Fra persone che l’hanno definito un piccolo capolavoro e altri che invece sostengono sia un titolo poco ispirato e terribilmente noioso, dopo averlo recuperato (spinta, non lo nego, principalmente dalla presenza di un micio come protagonista) posso dire di trovarmi in una via di mezzo: Stray è indubbiamente un titolo non per tutti -affermazione non da intendersi nel suo senso più snob e fastidioso ma come un semplice dato di fatto causato dalla natura del gioco, che mi ha ricordato più un’avventura grafica in tre dimensioni che altro-, ma quello che vuole fare lo fa bene. Le poche ore di gioco (io ne ho impiegate circa 8, ma sono sicura possa essere concluso anche in meno se non ci si perde nell’esplorazione e nel tentativo di completismo come me) che offre sono guidate e consentono poca libertà, ma permettono di muoversi in un ambiente costruito con un’attenzione ai dettagli sorprendente, destreggiandosi fra qualche enigma più riuscito di altri ed in generale un’esperienza che riesce a non annoiare gli interessati al genere, offrendo anche delle sincere sorprese a livello tecnico ed artistico oltre che di ambientazione e lore (non avrei mai pensato di dirlo, ma è così).

OBIETTIVI:
(a) Rispondi in base all'estratto su Stray:
(i) Quante ore circa ha impiegato chi scrive per giocarlo?
(ii) A quale tipo di gioco ha fatto pensare Stray a chi scrive?
(iii) Che animale è il protagonista?
(b) Prosegui l'estratto su Stray partendo dopo la sua ultima frase.

DATI ARCHIVIATI:
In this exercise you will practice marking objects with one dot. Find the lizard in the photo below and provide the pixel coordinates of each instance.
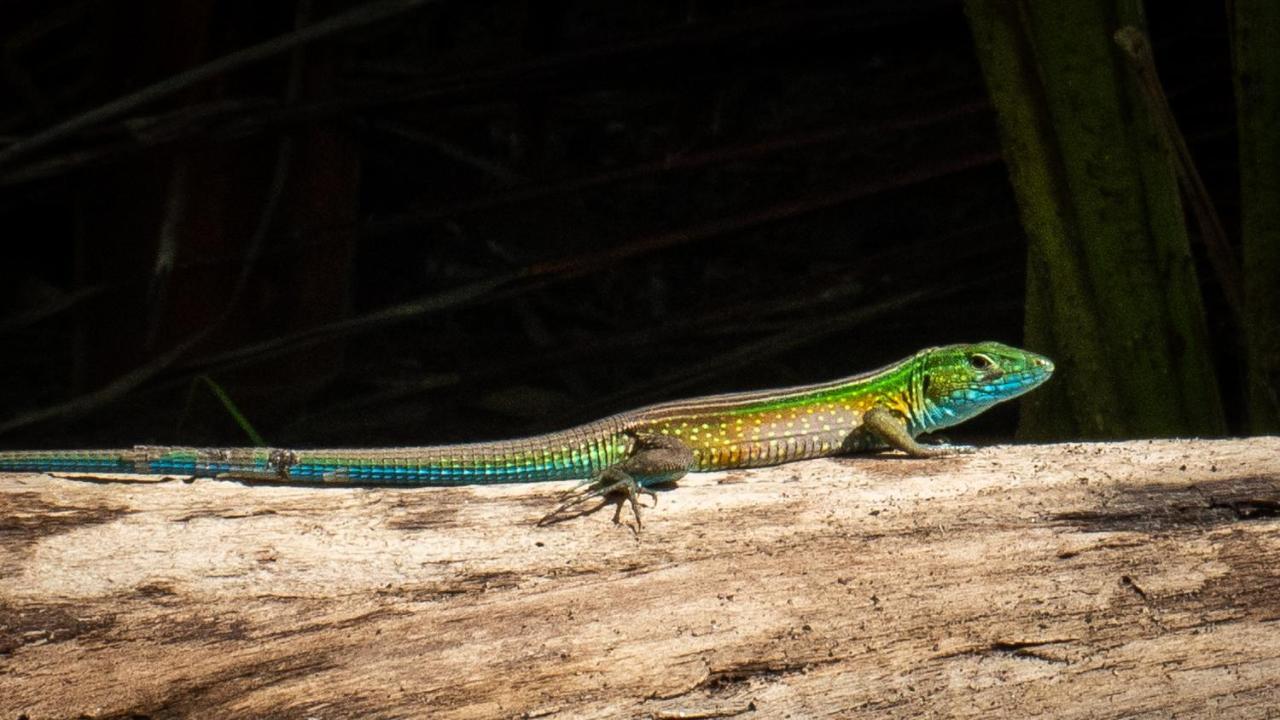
(634, 451)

RISULTATI DELL'ESERCIZIO:
(a)
(i) Circa 8 ore.
(ii) A un'avventura grafica in tre dimensioni.
(iii) Un micio.

(b)
Detto questo, è il momento di iniziare ad entrare nel vivo della recensione che, come al solito, avrà solo più avanti una parte spoiler che verrà preannunciata, quindi chi non l’abbia ancora giocato può stare tranquillo.
L’INIZIO
I primi passi cuscinettosi vengono mossi in una piccola colonia felina di quattro randagi, noi compresi, che vivono e scorrazzano in una zona ex industriale abbandonata ed in disuso, con tubi arrugginiti e la natura che ha preso il sopravvento. Nella breve passeggiata con i nostri compagni felini avremo modo di iniziare a vivere le nostre prime interazioni con il mondo di gioco, quali il bere da una pozzanghera o decidere di farci le unghie da qualche parte (gesto per cui il feedback aptico del Dualsense è stato sorprendentemente integrato con risultati di grande soddisfazione). Dopo aver vagato per un po’ a furia di miagolii -sì, il miagolio è libero, e chi non l’ha utilizzato costantemente sta mentendo-, il nostro micio si ritroverà a saltare da un tubo instabile come ultimo del gruppo, finendo per precipitare di sotto venendo separato dagli altri.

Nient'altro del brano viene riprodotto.